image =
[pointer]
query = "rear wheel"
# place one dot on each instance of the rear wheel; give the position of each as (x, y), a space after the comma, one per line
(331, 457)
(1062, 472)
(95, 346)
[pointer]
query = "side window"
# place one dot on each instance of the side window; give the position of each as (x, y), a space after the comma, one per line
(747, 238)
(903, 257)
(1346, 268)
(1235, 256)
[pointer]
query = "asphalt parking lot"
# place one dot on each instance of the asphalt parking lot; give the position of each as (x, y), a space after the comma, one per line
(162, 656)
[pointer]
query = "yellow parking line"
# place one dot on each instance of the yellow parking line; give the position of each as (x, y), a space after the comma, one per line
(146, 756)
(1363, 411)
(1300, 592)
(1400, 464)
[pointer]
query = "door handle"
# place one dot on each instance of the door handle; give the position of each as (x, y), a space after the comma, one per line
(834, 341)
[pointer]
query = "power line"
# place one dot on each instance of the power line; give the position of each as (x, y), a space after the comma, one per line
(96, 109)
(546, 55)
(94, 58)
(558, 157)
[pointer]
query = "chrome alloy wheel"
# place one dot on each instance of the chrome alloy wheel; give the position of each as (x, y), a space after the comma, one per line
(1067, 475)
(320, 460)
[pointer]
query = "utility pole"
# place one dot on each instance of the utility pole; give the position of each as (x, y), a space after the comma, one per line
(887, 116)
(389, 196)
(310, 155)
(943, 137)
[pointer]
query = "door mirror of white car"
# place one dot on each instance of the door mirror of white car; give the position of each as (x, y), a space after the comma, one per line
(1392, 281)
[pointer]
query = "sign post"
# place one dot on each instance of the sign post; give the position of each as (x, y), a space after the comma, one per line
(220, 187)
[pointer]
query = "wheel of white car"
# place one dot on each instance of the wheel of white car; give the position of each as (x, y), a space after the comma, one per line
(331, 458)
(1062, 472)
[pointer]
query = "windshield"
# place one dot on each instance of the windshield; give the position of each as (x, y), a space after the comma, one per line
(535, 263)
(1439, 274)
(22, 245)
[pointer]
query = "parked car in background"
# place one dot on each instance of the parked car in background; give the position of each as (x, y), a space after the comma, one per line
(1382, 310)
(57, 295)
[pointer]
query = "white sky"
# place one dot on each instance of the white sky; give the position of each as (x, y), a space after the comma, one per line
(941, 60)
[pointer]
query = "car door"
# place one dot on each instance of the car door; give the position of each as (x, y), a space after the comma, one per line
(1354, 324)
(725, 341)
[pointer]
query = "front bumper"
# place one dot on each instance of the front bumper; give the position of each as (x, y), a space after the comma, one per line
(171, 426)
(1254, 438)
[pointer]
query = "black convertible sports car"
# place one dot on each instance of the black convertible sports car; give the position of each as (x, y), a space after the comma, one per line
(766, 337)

+--

### WHAT THE TASK REQUIRES
Begin with the line that contains "# place one dot on each instance of the car" and print each line exactly until the data ends, including the last line.

### PROBLEM SOLUTION
# place one dot on each instance of the car door; give the position of each as (x, y), a space after the comma, one per line
(1354, 324)
(725, 341)
[pointer]
query = "front bumper"
# place one dot on each instance of the front bumper; give the position of each as (x, y), a space after the comma, one per line
(171, 426)
(1254, 438)
[pointer]
query = "black convertible sports car"
# place one dot on each instance of the black convertible sports car; give the position of each as (x, y), a space after the comma, one per line
(766, 337)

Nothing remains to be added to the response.